***** RECORD LIST

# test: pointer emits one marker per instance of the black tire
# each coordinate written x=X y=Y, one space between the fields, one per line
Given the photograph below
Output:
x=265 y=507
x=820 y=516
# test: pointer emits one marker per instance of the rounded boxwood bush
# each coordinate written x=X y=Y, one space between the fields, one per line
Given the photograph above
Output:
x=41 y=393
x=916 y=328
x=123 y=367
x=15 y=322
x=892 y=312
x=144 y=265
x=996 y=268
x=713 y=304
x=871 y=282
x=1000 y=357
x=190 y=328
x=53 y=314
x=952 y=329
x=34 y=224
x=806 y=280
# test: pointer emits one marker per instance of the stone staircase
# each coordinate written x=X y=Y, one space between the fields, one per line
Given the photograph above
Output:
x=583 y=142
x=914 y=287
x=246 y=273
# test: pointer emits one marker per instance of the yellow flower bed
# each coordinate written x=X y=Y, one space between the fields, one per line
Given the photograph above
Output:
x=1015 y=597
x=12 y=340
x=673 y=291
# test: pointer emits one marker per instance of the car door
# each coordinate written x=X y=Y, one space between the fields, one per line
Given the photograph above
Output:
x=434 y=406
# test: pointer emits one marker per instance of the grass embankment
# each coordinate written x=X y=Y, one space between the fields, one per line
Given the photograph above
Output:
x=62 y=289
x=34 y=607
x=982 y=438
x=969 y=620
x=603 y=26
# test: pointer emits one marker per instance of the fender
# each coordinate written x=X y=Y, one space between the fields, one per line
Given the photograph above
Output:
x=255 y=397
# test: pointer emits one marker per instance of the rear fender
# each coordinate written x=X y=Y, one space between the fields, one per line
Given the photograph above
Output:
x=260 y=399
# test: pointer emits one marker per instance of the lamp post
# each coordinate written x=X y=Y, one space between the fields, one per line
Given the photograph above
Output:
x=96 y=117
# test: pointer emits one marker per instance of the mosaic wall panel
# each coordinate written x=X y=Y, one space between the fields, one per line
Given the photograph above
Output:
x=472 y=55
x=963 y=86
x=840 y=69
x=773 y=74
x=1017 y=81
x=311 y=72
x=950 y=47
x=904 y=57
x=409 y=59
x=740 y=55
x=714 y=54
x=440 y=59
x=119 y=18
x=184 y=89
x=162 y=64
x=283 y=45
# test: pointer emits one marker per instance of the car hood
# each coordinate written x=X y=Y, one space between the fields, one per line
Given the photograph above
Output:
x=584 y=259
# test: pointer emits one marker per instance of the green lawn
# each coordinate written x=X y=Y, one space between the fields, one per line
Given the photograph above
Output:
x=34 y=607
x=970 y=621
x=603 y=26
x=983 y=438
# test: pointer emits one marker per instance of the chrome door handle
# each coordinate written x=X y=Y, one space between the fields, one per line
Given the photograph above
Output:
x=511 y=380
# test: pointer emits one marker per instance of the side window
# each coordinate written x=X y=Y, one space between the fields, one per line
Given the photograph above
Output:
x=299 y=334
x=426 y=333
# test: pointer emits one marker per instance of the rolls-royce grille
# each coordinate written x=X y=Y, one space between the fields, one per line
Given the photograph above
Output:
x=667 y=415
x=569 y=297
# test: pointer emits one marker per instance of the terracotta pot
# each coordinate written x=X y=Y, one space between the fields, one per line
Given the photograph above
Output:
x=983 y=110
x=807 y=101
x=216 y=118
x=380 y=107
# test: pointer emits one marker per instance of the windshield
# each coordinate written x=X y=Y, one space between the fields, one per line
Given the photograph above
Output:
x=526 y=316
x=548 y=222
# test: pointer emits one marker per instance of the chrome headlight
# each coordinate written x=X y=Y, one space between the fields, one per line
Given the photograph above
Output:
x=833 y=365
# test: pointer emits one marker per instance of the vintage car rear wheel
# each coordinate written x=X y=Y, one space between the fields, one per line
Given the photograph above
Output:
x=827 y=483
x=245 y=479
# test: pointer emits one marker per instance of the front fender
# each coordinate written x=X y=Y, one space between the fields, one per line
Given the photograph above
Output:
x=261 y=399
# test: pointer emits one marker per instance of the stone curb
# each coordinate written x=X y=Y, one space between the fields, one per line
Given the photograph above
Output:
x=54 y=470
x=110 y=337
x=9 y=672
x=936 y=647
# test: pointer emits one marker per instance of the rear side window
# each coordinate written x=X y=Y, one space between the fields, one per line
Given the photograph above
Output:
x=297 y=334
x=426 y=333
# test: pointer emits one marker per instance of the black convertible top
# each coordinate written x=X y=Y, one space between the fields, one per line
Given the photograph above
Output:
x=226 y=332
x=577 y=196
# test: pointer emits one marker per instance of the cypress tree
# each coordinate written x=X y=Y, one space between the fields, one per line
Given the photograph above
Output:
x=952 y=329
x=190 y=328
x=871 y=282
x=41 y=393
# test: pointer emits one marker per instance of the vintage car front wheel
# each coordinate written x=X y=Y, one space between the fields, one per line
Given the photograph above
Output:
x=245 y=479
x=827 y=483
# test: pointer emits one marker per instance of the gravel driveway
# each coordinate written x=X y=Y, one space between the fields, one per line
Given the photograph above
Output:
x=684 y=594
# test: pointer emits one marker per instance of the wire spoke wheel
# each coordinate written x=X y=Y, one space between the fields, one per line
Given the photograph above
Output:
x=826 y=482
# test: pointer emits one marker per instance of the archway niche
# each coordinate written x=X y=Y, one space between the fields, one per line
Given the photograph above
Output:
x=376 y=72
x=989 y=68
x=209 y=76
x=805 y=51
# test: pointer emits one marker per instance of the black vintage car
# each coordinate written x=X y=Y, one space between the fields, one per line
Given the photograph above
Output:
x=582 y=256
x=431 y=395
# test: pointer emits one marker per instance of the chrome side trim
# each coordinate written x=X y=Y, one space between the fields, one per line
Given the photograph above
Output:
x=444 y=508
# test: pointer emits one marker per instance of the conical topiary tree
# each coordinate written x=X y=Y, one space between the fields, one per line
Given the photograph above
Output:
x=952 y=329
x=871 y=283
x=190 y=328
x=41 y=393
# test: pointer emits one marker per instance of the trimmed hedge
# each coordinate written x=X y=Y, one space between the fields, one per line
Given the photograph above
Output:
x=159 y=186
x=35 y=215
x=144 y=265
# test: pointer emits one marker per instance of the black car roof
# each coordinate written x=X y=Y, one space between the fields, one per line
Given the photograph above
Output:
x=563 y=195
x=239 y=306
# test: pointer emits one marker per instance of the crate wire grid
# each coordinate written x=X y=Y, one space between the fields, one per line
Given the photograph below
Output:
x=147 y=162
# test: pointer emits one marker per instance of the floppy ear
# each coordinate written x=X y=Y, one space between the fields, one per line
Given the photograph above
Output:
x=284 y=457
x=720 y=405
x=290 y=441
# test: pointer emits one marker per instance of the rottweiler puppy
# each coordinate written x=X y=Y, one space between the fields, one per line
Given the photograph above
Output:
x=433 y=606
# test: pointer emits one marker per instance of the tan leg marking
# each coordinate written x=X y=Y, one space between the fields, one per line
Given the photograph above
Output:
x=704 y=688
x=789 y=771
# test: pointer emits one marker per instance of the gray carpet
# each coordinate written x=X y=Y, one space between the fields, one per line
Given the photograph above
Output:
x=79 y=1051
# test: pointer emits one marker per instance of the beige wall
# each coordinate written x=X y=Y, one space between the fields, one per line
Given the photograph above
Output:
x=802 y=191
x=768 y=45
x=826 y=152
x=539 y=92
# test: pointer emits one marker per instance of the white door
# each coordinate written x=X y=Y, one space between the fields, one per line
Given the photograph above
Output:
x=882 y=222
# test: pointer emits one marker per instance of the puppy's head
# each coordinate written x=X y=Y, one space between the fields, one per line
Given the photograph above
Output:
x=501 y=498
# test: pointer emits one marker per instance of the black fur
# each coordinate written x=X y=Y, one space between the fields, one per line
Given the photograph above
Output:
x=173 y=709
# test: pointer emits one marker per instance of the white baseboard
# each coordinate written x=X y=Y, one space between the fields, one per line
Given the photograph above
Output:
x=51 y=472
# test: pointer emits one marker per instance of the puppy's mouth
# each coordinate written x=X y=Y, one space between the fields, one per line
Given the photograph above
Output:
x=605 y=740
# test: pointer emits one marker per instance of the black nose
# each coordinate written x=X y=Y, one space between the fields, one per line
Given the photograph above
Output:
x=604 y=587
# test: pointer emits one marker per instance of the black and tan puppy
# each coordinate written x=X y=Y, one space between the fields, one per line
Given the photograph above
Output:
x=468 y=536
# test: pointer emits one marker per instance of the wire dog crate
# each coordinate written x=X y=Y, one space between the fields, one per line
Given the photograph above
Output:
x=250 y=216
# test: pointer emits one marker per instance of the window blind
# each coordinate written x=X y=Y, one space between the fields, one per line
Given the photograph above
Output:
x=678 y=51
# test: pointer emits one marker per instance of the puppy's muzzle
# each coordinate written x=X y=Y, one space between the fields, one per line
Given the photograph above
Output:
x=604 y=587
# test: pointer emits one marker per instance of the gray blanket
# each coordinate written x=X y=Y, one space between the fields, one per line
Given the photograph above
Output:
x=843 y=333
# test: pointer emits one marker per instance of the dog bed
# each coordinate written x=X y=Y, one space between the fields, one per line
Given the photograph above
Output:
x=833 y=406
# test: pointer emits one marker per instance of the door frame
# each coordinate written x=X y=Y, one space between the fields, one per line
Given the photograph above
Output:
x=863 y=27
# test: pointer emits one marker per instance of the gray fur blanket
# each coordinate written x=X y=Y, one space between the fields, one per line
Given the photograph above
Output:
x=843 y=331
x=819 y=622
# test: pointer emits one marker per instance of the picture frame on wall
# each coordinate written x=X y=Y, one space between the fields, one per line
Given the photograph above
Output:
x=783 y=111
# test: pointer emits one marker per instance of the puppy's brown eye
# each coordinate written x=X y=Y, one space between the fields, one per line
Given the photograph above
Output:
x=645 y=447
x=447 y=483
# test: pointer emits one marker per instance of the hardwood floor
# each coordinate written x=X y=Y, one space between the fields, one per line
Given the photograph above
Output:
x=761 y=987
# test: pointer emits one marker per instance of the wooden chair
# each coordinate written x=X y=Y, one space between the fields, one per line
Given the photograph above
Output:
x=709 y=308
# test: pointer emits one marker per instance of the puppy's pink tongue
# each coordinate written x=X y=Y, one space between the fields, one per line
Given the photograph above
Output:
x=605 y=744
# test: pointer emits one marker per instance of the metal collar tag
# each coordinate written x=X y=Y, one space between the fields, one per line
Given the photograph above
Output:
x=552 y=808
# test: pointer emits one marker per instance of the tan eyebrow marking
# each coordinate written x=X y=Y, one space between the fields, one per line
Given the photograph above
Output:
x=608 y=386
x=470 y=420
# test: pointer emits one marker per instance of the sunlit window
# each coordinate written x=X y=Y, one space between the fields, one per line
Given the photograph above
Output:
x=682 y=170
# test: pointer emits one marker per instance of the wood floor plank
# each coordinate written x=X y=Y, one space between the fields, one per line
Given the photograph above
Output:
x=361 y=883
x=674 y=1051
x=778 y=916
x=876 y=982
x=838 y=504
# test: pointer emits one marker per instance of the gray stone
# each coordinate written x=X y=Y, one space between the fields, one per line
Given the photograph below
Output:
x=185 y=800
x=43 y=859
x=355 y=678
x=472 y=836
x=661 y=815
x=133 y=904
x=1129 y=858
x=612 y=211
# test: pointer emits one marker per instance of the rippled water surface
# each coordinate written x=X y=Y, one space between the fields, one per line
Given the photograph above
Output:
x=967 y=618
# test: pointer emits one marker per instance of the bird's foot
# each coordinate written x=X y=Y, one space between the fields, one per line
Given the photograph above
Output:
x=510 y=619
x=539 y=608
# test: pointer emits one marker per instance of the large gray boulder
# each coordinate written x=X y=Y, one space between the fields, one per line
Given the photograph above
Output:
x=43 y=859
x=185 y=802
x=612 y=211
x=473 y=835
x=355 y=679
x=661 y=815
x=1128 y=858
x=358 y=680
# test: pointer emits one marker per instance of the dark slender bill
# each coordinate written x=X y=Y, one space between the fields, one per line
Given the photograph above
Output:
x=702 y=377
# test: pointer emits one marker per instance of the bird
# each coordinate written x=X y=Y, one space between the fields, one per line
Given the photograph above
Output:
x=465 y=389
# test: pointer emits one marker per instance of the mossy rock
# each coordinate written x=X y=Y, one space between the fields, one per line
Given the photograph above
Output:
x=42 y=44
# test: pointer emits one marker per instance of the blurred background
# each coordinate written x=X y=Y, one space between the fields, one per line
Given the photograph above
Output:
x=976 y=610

**********

§ WRITTEN PROBLEM: Return, character for character, the lines of the listing above from its very first line through the line containing "x=820 y=516", with both ends included.

§ EXERCISE ANSWER:
# test: pointer emits one marker per instance of the black tire
# each coordinate written x=X y=Y, one space between the fields, one per line
Given the photograph below
Output:
x=265 y=507
x=820 y=516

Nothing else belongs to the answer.